* DATA RECORDS *
= = = = =
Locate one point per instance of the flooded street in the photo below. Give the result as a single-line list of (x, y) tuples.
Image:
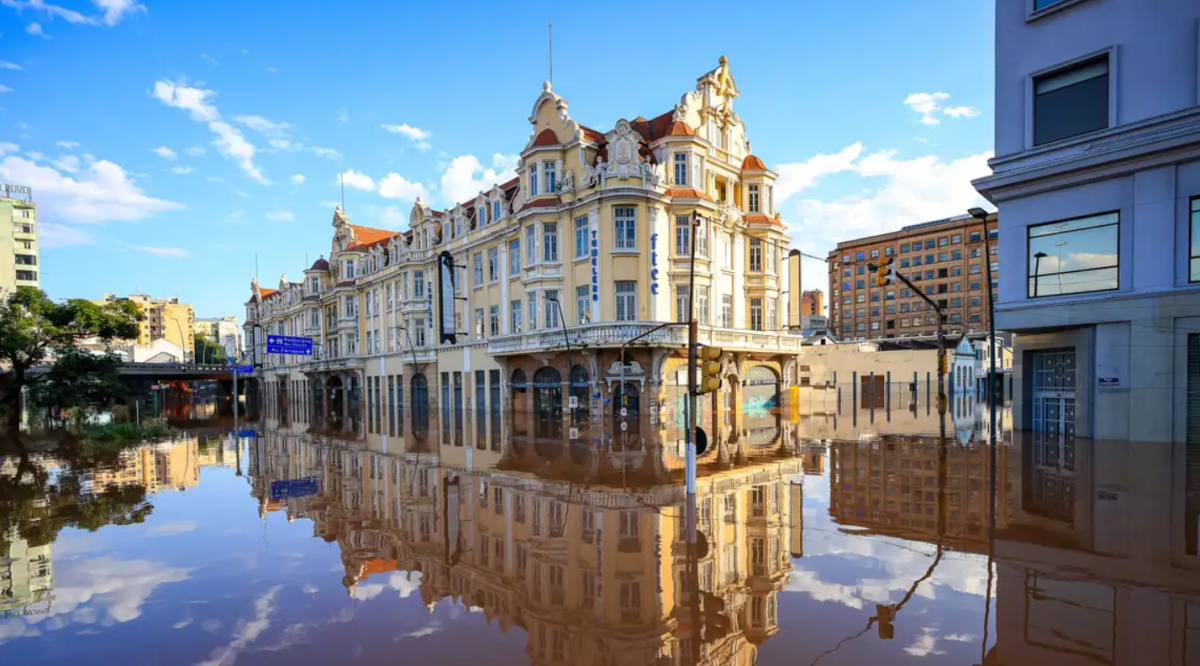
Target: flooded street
[(822, 543)]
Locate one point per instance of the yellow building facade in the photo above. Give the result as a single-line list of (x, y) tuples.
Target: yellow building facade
[(552, 273)]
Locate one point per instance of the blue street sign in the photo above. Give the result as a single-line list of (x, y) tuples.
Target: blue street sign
[(289, 345), (293, 487)]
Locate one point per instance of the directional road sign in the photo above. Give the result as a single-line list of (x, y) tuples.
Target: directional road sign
[(289, 345), (293, 487)]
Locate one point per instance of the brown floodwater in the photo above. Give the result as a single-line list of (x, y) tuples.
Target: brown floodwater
[(868, 538)]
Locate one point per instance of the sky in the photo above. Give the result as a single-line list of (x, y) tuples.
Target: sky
[(179, 148)]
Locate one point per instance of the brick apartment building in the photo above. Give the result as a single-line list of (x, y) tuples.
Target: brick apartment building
[(943, 258)]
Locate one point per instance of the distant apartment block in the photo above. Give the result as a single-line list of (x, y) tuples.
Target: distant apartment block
[(943, 258)]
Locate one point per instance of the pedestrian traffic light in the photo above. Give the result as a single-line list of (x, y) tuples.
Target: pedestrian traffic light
[(709, 361), (885, 274)]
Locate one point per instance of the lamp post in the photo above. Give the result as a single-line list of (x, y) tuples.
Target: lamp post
[(982, 216)]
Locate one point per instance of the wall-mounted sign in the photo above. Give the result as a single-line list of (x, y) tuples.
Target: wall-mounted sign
[(654, 263), (12, 190)]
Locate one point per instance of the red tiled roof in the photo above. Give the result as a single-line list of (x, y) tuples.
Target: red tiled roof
[(367, 237), (688, 193), (753, 163), (681, 129), (544, 202), (546, 137), (762, 219)]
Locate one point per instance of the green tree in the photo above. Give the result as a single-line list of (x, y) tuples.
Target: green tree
[(208, 352), (31, 325)]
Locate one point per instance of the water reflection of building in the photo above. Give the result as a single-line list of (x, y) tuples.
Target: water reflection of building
[(593, 573), (892, 486)]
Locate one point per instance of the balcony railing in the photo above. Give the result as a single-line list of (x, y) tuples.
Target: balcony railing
[(617, 334)]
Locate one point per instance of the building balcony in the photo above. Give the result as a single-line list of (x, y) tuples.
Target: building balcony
[(615, 334)]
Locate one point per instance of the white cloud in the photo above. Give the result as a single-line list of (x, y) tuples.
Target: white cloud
[(417, 135), (247, 634), (329, 153), (459, 181), (69, 163), (357, 180), (160, 250), (929, 105), (175, 527), (229, 141), (395, 186), (102, 192)]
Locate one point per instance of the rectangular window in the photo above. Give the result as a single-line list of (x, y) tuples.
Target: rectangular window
[(1071, 101), (581, 237), (625, 225), (550, 241), (515, 316), (581, 303), (1194, 253), (1074, 256), (627, 300), (683, 235), (682, 305), (552, 309)]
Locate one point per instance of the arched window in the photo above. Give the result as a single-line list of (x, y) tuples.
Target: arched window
[(547, 401)]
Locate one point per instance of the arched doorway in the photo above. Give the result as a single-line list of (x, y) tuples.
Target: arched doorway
[(547, 403), (419, 395), (629, 397)]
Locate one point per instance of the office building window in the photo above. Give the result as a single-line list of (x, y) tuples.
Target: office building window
[(515, 316), (627, 300), (581, 237), (581, 303), (683, 235), (756, 315), (625, 225), (550, 241), (1071, 101), (1074, 256), (682, 305)]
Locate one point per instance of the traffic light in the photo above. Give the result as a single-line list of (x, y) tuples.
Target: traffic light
[(885, 274), (709, 361)]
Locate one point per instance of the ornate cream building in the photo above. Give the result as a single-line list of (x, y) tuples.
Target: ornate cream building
[(587, 249)]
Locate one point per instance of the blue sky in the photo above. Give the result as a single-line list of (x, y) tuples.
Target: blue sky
[(167, 143)]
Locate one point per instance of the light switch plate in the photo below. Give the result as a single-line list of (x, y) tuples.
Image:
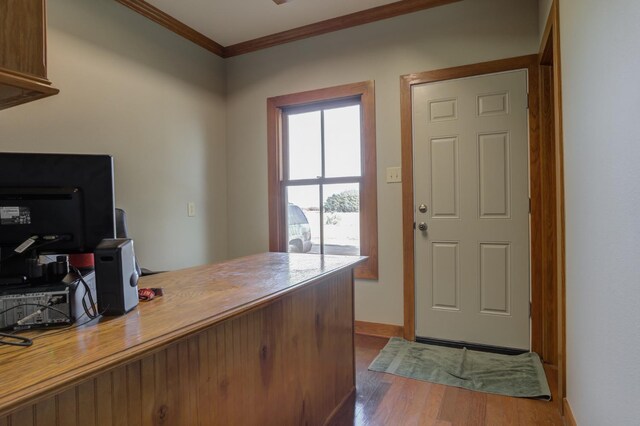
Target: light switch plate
[(394, 174)]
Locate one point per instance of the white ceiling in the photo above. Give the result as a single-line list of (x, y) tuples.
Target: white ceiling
[(233, 21)]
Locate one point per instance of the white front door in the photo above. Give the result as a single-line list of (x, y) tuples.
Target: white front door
[(470, 142)]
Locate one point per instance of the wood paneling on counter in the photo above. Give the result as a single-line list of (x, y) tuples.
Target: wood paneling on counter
[(201, 354)]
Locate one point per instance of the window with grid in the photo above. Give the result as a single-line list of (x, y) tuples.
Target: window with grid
[(322, 189)]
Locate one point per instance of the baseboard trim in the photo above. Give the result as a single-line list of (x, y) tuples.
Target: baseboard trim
[(569, 420), (471, 346), (378, 330)]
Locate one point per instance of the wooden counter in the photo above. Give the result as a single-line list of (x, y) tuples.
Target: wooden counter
[(264, 339)]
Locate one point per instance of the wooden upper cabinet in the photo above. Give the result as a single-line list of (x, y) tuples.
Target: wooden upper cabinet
[(23, 64)]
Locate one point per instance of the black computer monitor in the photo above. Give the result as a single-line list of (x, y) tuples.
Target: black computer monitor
[(66, 201)]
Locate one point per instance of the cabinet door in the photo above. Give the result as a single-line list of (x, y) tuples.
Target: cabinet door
[(22, 42)]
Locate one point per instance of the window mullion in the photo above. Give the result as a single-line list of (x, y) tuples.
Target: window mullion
[(321, 178)]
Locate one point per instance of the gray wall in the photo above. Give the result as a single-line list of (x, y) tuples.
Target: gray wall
[(461, 33), (601, 93), (154, 101)]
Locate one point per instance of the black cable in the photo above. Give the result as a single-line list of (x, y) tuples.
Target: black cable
[(20, 341), (36, 247), (93, 312)]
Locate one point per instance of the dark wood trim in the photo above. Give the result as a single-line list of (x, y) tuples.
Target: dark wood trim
[(378, 330), (156, 15), (569, 419), (530, 63), (551, 124), (354, 19), (369, 201), (379, 13)]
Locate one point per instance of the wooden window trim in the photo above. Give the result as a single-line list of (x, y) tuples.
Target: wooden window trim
[(369, 199)]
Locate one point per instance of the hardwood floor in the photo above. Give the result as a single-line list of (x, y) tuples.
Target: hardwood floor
[(385, 399)]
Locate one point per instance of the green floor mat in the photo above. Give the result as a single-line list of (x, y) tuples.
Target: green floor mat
[(510, 375)]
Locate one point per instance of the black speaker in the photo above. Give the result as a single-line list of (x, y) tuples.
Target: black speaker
[(116, 276)]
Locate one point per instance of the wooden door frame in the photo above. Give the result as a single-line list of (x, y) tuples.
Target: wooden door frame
[(552, 145), (531, 64)]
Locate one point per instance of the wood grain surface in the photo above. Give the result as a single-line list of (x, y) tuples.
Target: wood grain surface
[(23, 53), (273, 332)]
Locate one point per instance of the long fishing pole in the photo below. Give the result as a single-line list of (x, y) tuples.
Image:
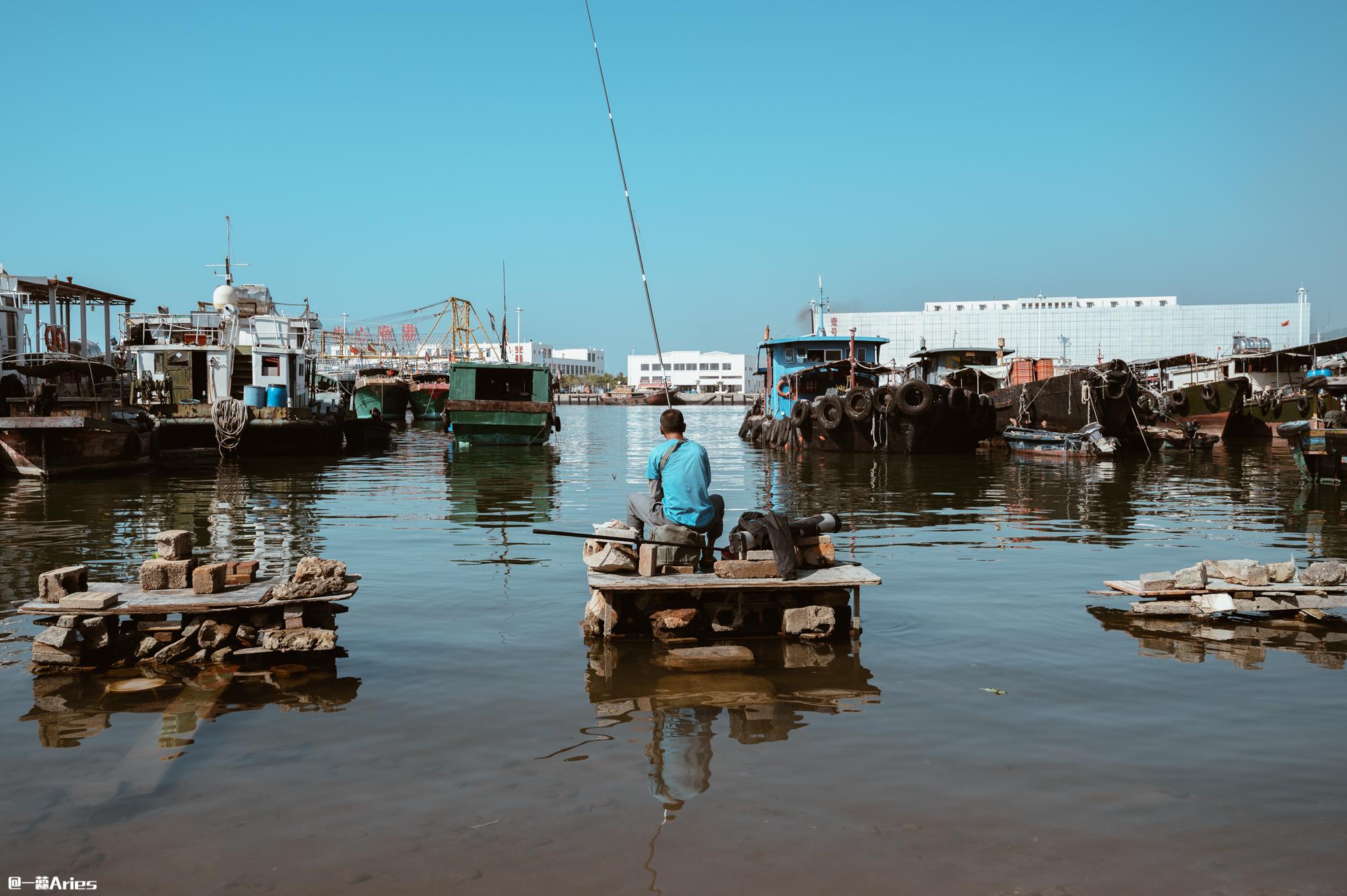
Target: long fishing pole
[(631, 214)]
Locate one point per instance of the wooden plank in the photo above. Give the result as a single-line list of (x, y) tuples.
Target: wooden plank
[(1261, 603), (183, 600), (833, 576), (1214, 586)]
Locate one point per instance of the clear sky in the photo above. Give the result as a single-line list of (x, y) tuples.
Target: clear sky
[(382, 156)]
= = = = =
* TO DO *
Write out every line of the records above as a numbered list, skipping blank lines and omitting the pictures.

* TASK ANSWER *
1. Locate one point per instance of the flooded street in the photo below. Give the result as a single-line list of (x, y) tuples.
2. Image:
3. Target: flooded street
4. [(822, 543)]
5. Locate one point per instance of the yellow building facade in the photo above. Give the result as a single-line list of (x, y) tuples.
6. Target: yellow building facade
7. [(552, 273)]
8. Locate one point per instance of the blue street sign in the photo above. Give the result as a single-line list of (x, y) tuples.
9. Target: blue street sign
10. [(289, 345), (293, 487)]
11. Locate one point per instance of the directional road sign in the photo above. Give the result as a single-line list of (x, y) tuples.
12. Target: directional road sign
13. [(289, 345), (293, 487)]
14. Locate one point per instance of the brown floodwater in the photo above. Give the result as a single-line list of (x, y) tuples.
15. Target: brown floodwater
16. [(868, 538)]
17. Locate one point per instance of the sky in the photo above. Give the result as a single-line list of (x, y) tuples.
18. Target: sky
19. [(179, 148)]
20. Locate one point per instance of the brick apartment building in the photo above. Give the result as a single-line list of (x, y) tuples.
21. Target: brick apartment building
22. [(943, 258)]
23. Locate one point per instance of the distant apartment block in the photo above. Give the result as a single-line list of (x, y) tuples.
24. Target: distant apartment block
25. [(943, 258)]
26. Locate one point per instance of the pedestrian traffic light in the photo above. Give the result as a single-line list of (x, y) tuples.
27. Target: pedestrian traffic light
28. [(709, 361), (885, 274)]
29. Locate one point per instance of the lamp post in the photo above. Give the result as a single-line list of (x, y) tuples.
30. Target: lamp post
31. [(982, 216)]
32. Locate one point per instance of the wall-mounted sign in the photo above. Give the result as a single-line list of (x, y) tuples.
33. Target: wall-mounted sign
34. [(654, 263), (12, 190)]
35. Locate one point per instance of the red tiled roof in the photo above. Give the result as a single-line list of (x, y) tuples.
36. Target: red tiled roof
37. [(367, 237), (688, 193), (753, 163), (681, 129), (544, 202), (546, 137), (762, 219)]
38. Locate one point per instance of the green tree in the photo above. Give the result as a single-line list of (x, y) tuples.
39. Target: green tree
40. [(208, 352), (31, 325)]
41. Locate one point per instance of the water reflection of building in the photo above. Give the result as a single-line list of (x, y) tuples.
42. Target: water reflection of building
43. [(593, 573), (892, 486)]
44. Locate one point per instance of the balcony railing in the photo above. Give the result as a single-line list of (x, y) tuples.
45. Target: balcony railing
46. [(617, 334)]
47. Locate one point per instance of the building balcony in the photo above. Give the result as a single-line list of (x, y) tuples.
48. Target: building balcony
49. [(615, 334)]
50. Locate one point per instance of the white cloud in the photo above. Give the result as a single-line list of (x, y) tuples.
51. Target: white cloud
52. [(417, 135), (247, 634), (329, 153), (459, 181), (69, 163), (357, 180), (160, 250), (929, 105), (175, 527), (229, 141), (395, 186), (102, 192)]
53. Locate one point per instance of the rectangular window in the photo above. Give the result as a single-line list of (x, y) tuples.
54. Target: rectangular window
55. [(1071, 101), (581, 237), (625, 225), (550, 241), (515, 316), (581, 303), (1194, 253), (1074, 256), (627, 300), (683, 235), (682, 305), (552, 309)]
56. Locate one point per instance of the arched window in the photo above. Give the result as a single-line list of (x, y) tuples.
57. Target: arched window
58. [(547, 401)]
59. Locate one point per instance of the arched doorway in the photo above. Give the result as a single-line list of (x, y) tuples.
60. Target: arched doorway
61. [(547, 403), (419, 395), (629, 397)]
62. Locate one point per instance of the office building window in the photo above. Give the result as a single-line list of (x, y) tuples.
63. Target: office building window
64. [(515, 316), (627, 300), (581, 237), (581, 303), (683, 235), (756, 315), (625, 225), (550, 241), (1071, 101), (1074, 256), (682, 305)]
65. Locate one point per instance of the traffic light in the photo above. Give the result as a single-line list of (x, y) tuples.
66. Target: traffic light
67. [(885, 274), (709, 361)]
68. Locate one point per instance of the ornate cream building in the photo above. Give the result as a single-line list of (x, y) tuples.
69. Target: ornate cream building
70. [(587, 249)]
71. Locate one point per instance of the blue sky in the photo above. Give the result as a single-line list of (x, y) tuples.
72. Target: blue sky
73. [(167, 143)]
74. Locate one point per instance of the light switch plate in the photo below. Give the result as a single-line list of (x, y) tuples.
75. Image:
76. Target: light switch plate
77. [(394, 174)]
78. Locate one point per instance of the white ceiling in the photo above. Give the result as a single-line list of (x, y) tuples.
79. Target: white ceiling
80. [(233, 21)]
81. Locate one point per instance of the white front door in the photo above. Give the result as a single-line list of (x, y) tuples.
82. Target: white front door
83. [(470, 142)]
84. Locate one point per instance of the wood paneling on counter in the photo above. Give the result as a single-line list of (x, y) tuples.
85. Target: wood paneling on counter
86. [(201, 354)]
87. Locate one point per instance of the window with grid in the photo above. Give the result as a single-line list of (x, y) tuples.
88. Target: window with grid
89. [(322, 189)]
90. Locate one point per instance of the baseboard trim in the photo above. Give the result as a single-line list of (x, y) tuples.
91. Target: baseboard trim
92. [(569, 420), (471, 346), (378, 330)]
93. Locate one point per instance of the wooden counter in the photo above. Give the result as a single-line list of (x, y) tuples.
94. Target: wooden counter
95. [(264, 339)]
96. Locate one point per instance of the wooden upper cabinet in the photo above. Give the result as a single-line list of (x, y) tuples.
97. Target: wooden upper cabinet
98. [(23, 64)]
99. Locate one point per instance of the black computer monitor in the photo above. Give the result as a single-line list of (x, y) tuples.
100. Target: black computer monitor
101. [(66, 201)]
102. Locate one point per instance of the cabinet door in the photo above. Give the result as a single-line list of (x, y) tuples.
103. Target: cabinet door
104. [(22, 42)]
105. Locate one point per instance of the window mullion in the photo above. Give the result as a single-line list of (x, y) tuples.
106. Target: window mullion
107. [(321, 178)]
108. Locate one point per instance of the gray wall in the photo above. Give the result as a single-line list of (x, y) tuples.
109. Target: gray wall
110. [(461, 33), (601, 93), (154, 101)]
111. Locate one point per instance of the black cable in the photo above. Give the result as a single-line list of (x, y) tuples.
112. Target: black cable
113. [(20, 341), (36, 247), (93, 312)]
114. Locate one point per instance of the dark wood trim in the photo above. Give the result as a single-line list of (x, y) tuples.
115. Target: dark wood trim
116. [(378, 330), (156, 15), (569, 419), (530, 63), (551, 124), (354, 19), (369, 201), (379, 13)]
117. Locate one point per instance of the wooden window trim in the photo above. Give the result as a single-line list of (x, y) tuples.
118. Target: wooden window trim
119. [(369, 199)]
120. Locate one point per instance of the hardwood floor in the photo above. Give the result as a single-line list of (x, y) tuples.
121. Target: hardwood floor
122. [(385, 399)]
123. Locate one point per instance of the green floor mat in the photo above. Give the result as a single-line list of (x, y) tuples.
124. Target: green floor mat
125. [(510, 375)]
126. Locate one point per instance of the black speaker in the photo above. Give the result as a single-line list of (x, y) tuples.
127. Target: black speaker
128. [(116, 276)]
129. Locate one point per instance of the wooden door frame in the photo above. Give the result as a single-line list of (x, y) tuples.
130. Target: wooden door frame
131. [(552, 145), (531, 64)]
132. Locate one point per instance of the wood grain surface in the photo above. Give the result as a single-line list of (x, y) tuples.
133. Target: wood grain surface
134. [(23, 53), (273, 332)]
135. Locate one point per instance of the long fishing pole in the photo below. Give the result as a single-line list of (x, y) tuples.
136. Image:
137. Target: long fishing pole
138. [(631, 214)]
139. Locate one point per instance of the wooden plank in the photo above. Give the result as a single-line list of (x, y) tuples.
140. Target: wooden plank
141. [(1261, 603), (183, 600), (833, 576), (1214, 586)]
142. Locate one point per instance of the clear sky in the photo above. Give the result as a single-line list of (x, y) tuples.
143. Target: clear sky
144. [(382, 156)]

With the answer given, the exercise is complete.